§ Exercise requirements:
Nothing but the lines from the one with "# test: identify the chocolate" to the final line should be returned, each exactly as it appears.

§ Data for this exercise:
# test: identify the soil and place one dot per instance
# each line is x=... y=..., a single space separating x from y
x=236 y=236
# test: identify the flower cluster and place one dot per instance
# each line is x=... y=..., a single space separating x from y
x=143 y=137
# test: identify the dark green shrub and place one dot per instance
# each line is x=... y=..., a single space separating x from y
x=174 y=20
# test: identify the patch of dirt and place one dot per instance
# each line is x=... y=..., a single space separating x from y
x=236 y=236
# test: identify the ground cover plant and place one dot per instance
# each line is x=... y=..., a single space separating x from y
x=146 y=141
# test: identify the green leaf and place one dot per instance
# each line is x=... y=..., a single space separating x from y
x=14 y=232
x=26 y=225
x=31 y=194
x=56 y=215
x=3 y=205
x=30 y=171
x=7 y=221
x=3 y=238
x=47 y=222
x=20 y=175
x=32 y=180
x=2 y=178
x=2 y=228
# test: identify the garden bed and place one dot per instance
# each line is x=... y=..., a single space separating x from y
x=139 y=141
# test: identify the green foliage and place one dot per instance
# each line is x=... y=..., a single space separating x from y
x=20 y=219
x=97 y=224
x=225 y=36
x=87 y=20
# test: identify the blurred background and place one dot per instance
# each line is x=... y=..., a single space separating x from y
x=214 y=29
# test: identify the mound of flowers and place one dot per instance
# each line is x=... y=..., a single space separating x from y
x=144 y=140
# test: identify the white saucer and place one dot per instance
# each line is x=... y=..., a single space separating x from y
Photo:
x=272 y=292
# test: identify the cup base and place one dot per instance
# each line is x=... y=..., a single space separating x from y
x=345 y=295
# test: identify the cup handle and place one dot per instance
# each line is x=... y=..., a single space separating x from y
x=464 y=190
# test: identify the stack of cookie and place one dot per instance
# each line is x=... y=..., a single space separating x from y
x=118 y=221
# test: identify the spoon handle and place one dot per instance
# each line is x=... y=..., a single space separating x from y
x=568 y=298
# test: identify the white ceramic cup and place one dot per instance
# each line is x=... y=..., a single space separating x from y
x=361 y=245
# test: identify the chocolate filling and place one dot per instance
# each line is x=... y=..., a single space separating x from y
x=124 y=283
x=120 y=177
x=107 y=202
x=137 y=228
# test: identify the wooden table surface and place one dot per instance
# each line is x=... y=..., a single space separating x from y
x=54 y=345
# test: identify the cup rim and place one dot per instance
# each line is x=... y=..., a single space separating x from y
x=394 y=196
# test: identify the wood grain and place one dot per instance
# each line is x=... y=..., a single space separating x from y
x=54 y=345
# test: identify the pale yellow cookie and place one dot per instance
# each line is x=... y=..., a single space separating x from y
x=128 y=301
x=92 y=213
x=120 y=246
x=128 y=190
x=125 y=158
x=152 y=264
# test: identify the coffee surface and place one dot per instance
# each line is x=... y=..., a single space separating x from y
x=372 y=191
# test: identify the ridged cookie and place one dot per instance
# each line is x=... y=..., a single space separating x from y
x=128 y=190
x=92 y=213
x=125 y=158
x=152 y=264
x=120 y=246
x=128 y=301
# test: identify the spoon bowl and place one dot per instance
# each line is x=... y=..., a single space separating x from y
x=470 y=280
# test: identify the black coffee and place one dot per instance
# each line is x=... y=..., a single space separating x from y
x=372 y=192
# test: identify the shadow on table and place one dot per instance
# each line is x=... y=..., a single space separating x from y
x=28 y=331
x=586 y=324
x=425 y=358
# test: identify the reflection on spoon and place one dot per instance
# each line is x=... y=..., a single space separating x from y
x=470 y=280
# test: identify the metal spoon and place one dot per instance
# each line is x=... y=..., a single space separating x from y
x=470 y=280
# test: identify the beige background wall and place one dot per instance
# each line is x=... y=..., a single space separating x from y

§ The result:
# test: identify the chocolate filling and place one dot per instance
# each line is x=... y=..., a single space separating x from y
x=124 y=283
x=120 y=177
x=107 y=202
x=137 y=228
# test: identify the wooden table surface and place one dot per instance
# each line is x=... y=..., a single space separating x from y
x=54 y=345
# test: identify the cup rim and place one dot per instance
# each line is x=... y=..., a single space separating x from y
x=394 y=196
# test: identify the wood grain and place one dot per instance
# each line is x=... y=..., a single space separating x from y
x=54 y=345
# test: identify the pale yellow cookie and place one dot per instance
# each line is x=... y=..., a single space separating x from y
x=128 y=301
x=92 y=213
x=120 y=246
x=128 y=190
x=125 y=158
x=152 y=264
# test: identify the coffee surface and place one dot per instance
# each line is x=... y=..., a single space separating x from y
x=372 y=191
# test: identify the ridged cookie and place one dot per instance
# each line is x=... y=..., a single space separating x from y
x=128 y=190
x=92 y=213
x=125 y=158
x=152 y=264
x=120 y=246
x=128 y=301
# test: identify the spoon bowl and place one dot per instance
# each line is x=... y=..., a single space separating x from y
x=470 y=280
# test: identify the black coffee and place one dot per instance
# each line is x=... y=..., a single space separating x from y
x=372 y=192
# test: identify the shadow on table and place one dot per instance
# each line is x=... y=..., a single space separating x from y
x=28 y=331
x=586 y=324
x=425 y=358
# test: identify the reflection on spoon and place one dot per instance
# each line is x=... y=..., a single space separating x from y
x=470 y=280
# test: identify the metal spoon and place one dot per instance
# each line is x=... y=..., a single space separating x from y
x=470 y=280
# test: identify the beige background wall and place one dot per instance
# each line is x=... y=..., a single space separating x from y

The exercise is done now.